Excerpted data →
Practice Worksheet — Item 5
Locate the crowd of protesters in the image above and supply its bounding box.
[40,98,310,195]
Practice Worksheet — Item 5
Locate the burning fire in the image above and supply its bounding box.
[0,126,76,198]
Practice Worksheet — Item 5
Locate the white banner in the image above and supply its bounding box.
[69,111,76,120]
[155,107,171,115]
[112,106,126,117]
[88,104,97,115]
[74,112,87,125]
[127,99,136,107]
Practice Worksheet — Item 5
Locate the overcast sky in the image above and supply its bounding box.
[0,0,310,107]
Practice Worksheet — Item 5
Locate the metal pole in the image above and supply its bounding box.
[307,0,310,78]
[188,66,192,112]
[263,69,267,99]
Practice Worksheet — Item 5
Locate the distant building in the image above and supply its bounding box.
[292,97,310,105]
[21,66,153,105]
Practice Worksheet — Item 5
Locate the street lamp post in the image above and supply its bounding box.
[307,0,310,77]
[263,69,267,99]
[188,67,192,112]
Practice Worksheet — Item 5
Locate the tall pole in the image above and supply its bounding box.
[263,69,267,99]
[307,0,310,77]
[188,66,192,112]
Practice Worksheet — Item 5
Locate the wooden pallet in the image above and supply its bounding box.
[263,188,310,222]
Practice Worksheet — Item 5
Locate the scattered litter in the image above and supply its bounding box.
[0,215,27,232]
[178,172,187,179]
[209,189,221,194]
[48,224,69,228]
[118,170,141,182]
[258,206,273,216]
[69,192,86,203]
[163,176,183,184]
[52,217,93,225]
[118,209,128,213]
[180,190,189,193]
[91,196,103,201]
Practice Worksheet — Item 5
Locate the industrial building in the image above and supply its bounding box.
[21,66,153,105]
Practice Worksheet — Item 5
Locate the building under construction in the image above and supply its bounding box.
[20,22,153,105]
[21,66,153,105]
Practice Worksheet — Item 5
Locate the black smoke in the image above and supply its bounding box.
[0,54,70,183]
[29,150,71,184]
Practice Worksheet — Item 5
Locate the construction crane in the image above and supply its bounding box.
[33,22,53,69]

Exercise details → Report each line in the material above that contains the string "building", copying the whole line. Case counts.

The response →
Locate the distant building in the image above and supply its bounding box.
Locate the industrial building in the image above and supply its bounding box.
Locate the building under construction in the image above and supply its bounding box.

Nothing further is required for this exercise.